» What is required
Copy the data below word for word, every line of it, but leave the pictures out of your answer.

» Task input
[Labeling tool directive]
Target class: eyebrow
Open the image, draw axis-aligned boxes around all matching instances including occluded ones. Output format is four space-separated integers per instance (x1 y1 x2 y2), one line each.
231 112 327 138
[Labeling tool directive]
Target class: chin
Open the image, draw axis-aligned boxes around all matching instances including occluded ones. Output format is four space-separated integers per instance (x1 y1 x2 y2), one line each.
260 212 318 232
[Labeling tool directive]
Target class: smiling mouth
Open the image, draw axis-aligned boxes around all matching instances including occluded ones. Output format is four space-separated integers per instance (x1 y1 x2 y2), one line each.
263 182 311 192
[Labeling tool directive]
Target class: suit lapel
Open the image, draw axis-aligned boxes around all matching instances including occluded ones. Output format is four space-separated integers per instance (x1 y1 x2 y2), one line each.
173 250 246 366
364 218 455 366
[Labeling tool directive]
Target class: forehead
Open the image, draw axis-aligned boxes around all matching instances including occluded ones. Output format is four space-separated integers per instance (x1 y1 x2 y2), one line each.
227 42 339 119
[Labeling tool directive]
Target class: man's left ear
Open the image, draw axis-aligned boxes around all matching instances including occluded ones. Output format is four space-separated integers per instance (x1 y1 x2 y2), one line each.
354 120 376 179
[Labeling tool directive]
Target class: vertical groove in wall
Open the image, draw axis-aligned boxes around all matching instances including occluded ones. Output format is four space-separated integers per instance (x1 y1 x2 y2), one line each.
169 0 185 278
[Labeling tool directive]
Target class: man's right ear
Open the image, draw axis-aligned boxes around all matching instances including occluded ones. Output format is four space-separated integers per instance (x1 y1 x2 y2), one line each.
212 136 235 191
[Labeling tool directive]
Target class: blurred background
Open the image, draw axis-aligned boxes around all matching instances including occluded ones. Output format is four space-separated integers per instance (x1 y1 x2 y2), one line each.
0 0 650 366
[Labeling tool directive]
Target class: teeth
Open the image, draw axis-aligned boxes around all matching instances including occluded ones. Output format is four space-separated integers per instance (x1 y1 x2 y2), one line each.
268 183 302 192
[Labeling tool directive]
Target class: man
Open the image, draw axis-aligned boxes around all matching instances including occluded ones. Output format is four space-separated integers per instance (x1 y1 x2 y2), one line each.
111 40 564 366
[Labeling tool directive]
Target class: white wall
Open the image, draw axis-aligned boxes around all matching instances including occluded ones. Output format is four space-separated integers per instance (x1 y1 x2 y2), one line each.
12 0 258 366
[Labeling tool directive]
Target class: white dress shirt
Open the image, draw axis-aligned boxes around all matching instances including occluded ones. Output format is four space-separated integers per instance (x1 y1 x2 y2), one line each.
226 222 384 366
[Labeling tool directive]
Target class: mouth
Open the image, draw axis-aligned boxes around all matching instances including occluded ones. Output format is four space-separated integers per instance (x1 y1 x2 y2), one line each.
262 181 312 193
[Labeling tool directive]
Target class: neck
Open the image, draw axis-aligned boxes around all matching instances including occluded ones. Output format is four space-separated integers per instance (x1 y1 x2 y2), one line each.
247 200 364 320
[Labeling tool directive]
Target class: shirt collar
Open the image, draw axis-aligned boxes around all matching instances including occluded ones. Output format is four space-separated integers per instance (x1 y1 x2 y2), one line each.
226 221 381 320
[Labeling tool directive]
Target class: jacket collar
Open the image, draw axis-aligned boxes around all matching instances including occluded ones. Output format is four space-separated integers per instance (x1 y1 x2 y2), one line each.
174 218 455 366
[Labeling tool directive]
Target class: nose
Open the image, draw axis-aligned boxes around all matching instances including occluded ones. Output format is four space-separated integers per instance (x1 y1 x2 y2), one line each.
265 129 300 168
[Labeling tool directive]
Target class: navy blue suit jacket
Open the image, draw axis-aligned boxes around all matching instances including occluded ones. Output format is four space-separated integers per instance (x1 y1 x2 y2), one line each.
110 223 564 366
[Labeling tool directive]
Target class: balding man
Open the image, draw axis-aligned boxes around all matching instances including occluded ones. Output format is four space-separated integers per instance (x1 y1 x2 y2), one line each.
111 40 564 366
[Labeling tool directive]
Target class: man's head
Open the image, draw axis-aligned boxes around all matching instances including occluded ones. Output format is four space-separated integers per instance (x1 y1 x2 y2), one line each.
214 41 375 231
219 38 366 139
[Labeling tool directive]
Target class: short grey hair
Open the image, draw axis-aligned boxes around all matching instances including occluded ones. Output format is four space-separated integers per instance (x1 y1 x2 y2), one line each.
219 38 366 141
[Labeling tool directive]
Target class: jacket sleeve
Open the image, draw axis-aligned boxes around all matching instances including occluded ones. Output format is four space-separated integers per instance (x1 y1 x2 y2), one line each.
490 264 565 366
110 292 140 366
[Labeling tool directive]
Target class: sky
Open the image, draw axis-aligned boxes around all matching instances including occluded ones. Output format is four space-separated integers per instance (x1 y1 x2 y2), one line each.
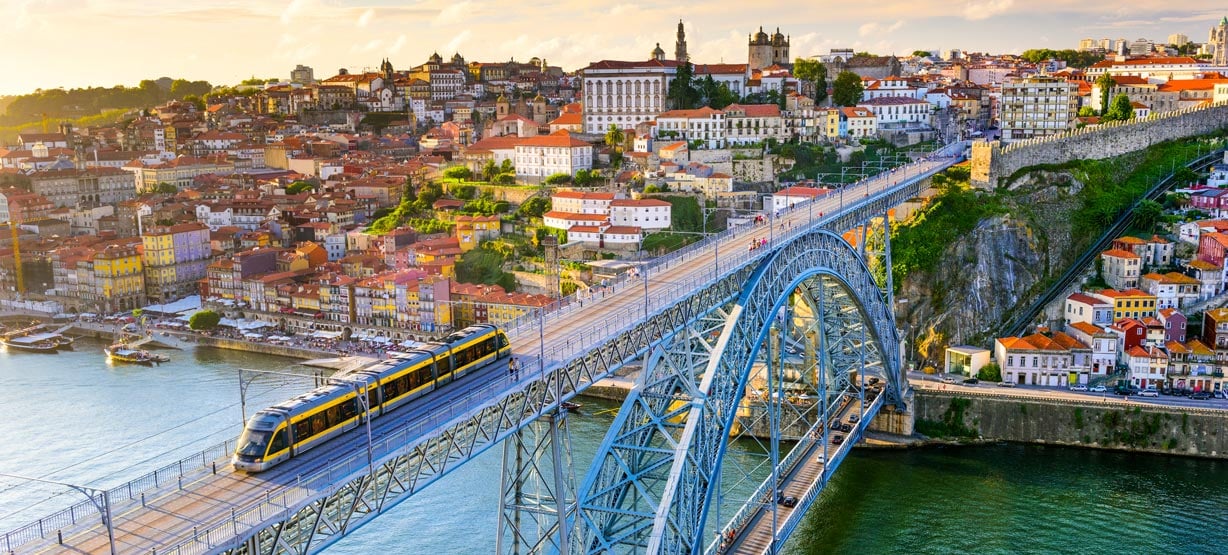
0 0 1228 95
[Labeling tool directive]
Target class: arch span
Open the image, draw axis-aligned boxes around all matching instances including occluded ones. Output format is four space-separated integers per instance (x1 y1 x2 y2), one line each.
577 231 906 554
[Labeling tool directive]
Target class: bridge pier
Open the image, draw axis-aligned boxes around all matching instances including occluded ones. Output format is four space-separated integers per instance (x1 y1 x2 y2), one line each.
868 388 916 436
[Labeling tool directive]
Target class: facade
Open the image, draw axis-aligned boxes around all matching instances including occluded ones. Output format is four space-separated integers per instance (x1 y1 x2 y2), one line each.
582 60 679 134
998 76 1078 141
141 222 212 302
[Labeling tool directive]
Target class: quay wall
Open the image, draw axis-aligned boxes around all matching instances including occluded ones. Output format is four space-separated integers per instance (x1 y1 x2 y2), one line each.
914 389 1228 458
971 102 1228 189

» Finished task
[Labeling tool directive]
Target class: eyebrow
Open the image, draw axis-aligned boxes around all matching instances including occluded ones. Output format is four space-separated integers per instance (x1 y1 x2 y2), one line each.
231 112 327 138
[Labeling tool directive]
Target class: chin
Open the image, draw axis-aligned boxes around all matching instances including occluded ones. Output format is four space-separated integers per instance (x1 y1 x2 y2), one line each.
260 212 318 232
[Labeling tool directive]
Target class: smiling mouth
Open the image, draw axis-aligned boxes around all matching instances including occluded ones. Output format is four space-separated integers per instance (x1 y1 x2 y2), one line each.
263 182 311 192
[Labeling tool directive]
Target class: suit lapel
Open the image, draw axis-aligned boxes around all matching instances including occluded ones. Output format is four space-separated integers per instance (x1 y1 x2 y2), one line each.
173 250 246 366
364 218 455 366
[Labeling tool directive]
Target class: forehead
Open the image, draw axis-aligned boxes around all matching instances including occluded ones. Output format is four space-separated integers per instance (x1 y1 x2 y2), one line each.
227 42 339 119
[Labeling tool directive]
Target class: man's left ear
Open the image, draw axis-aligned boxes around all matching instances including occluded ones. Output format is four space-separated integers per instance (x1 y1 x2 y2), one line each.
354 120 376 179
[Labeling tool directive]
Target class: vertical groove in wall
Open the image, draw axis-aligned boxes around all matching instances including occluded ones. Output format is four space-separated integers per instance (x1 y1 x2 y2), one line each.
169 0 185 278
[Labeling tool directive]
Target class: man's right ear
Open the image, draw axis-aligned boxes around all matching instances including occluded ones. Output format is four space-separated integers per instance (x1 y1 x2 y2), one line each.
212 136 235 191
[Labeling tool directive]
Target class: blurred background
Open the image, draw axis-aligned boxes around all matching instances including occluded ones. Output format is four space-separated integers per instance (x1 y1 x2 y2), one line each.
0 0 650 366
[Labeling tool directive]
Target class: teeth
Open the image, draw axis-aligned boxes around all matching instances including occluded ones. Output format is four space-separated integers per instance (x1 y1 x2 y2), one line each.
268 183 302 192
[Labeling tool directive]
Target class: man
Open the image, draw axis-aligned boxes around all matching instances including occluded ones. Output format is four space-separated integers per instance (x1 y1 x2 y2), one line each.
111 40 564 366
[Labeling tool directive]
Target class: white wall
Open the image, draw axis-aligned boxes around all matching instances including occluded ones. Output format is four space-separated integers per instance (x1 y1 x2 y2), one line each.
12 0 258 366
[Labeling tool directive]
Target class: white dress shirt
Open the image, draw axis-aligned boxes around all matching instances including occluded ones. Output format is four space-separated integers per instance (x1 y1 x2 y2), one line each.
226 222 384 366
[Labeling tool directive]
Target class: mouth
Open the image, draw axis-aligned boxes around all matching instances including occluded ones. Output format is four space-separated integers per instance (x1 y1 x2 y2), one line each.
262 181 312 193
[Labeling tool directive]
Target class: neck
Open the image, draw axis-aligned boxes around all matching instances including occluded ones. Output format is four space-separated integers per instance (x1 y1 x2 y2), one line each.
247 200 364 320
[Labeling tool directive]
Target class: shirt collar
Open the image, draw axis-aligned boxes around all matching instances including occluded ones. Output format is four space-separated integers per instance (x1 y1 x2 y2), one line each.
226 221 381 320
[Labeling tool directive]
Target class: jacket collar
Open the image, draw axis-aligned boxes around all matching instances including occluded ones. Output format is four space-separated integers per instance (x1 y1 x2 y2), one line each.
174 218 455 366
[Labeling tool directive]
Target class: nose
Open the image, draw axis-aligned boxes around all matching instances including occluded ones. Output format is four space-separated integers per instance (x1 y1 x2 y2), one line each.
265 129 300 168
[Labeling tool directive]
Target class: navy blue suit jacket
Open the image, draw axis-aligned boxes around all matching instances including occluded ones. Output format is four space-separated integers per instance (x1 y1 x2 y2), one line each.
110 223 564 366
[Labeling tool directive]
Target class: balding man
Open the image, draw axis-aligned boxes around all matching instances including occluded ones. Output format is four space-separated integers per instance (x1 y1 x2 y2), one line each.
111 40 564 366
[Labeling tool directive]
Target class: man's head
Open the image, draw axis-aligned boxes around all matching instances including occluded ones. Output format is four space-separated integers per instance (x1 y1 x2 y2), one line each.
214 41 375 231
219 38 366 139
[Labeling tool directive]
Target class: short grey hair
Open the image, draw axis-aligned boxes around all matching instances including occluded ones. Output format is four space-separated integers per instance (x1 y1 x2 y2), one line each.
219 38 366 141
[Labeling tool directive]
Target class: jacket sleeve
Open the image, draw axis-aligned boxes around all matching instances including occluded ones. Output format is four space-separated integers per instance (x1 y1 x2 y2), one line each.
490 264 565 366
110 292 140 366
[Labeling tool directive]
Target class: sky
Open the image, draw axis-aligned boxes around all matching instances including occluded ones. Output format is four space-separated integers per instance (x1 y1 x2 y2), one line each.
0 0 1228 95
[Labeling tool directive]
Target class: arch span
Open the image, draw axis-aligned boxes around all matching instances including occluded ones. Output format is four space-separated integers per instance (x1 y1 x2 y2), one line each.
577 231 906 554
[Labeling tool directive]
Target class: bridge pier
Open the image, draw axis-aligned boxes around all matching instances including occluded ones. Output format is four space-separated integers per instance (x1 y1 x2 y2), one line each.
868 388 916 436
[Labeling tool directive]
Target class: facade
Open the image, draw axis-aligned boxes around all matching instances including occluded ones. Output format is four space-separated integers per instance (x1 y1 x2 y2), one line each.
582 60 679 134
998 76 1078 141
141 222 212 302
[Labeling tool directive]
Target class: quay wall
Open the image, draw axis-aligned boxes around all matching instances including occluded ones. Output format is four space-separated integers per instance (x1 y1 x2 y2), one line each.
914 389 1228 458
971 102 1228 189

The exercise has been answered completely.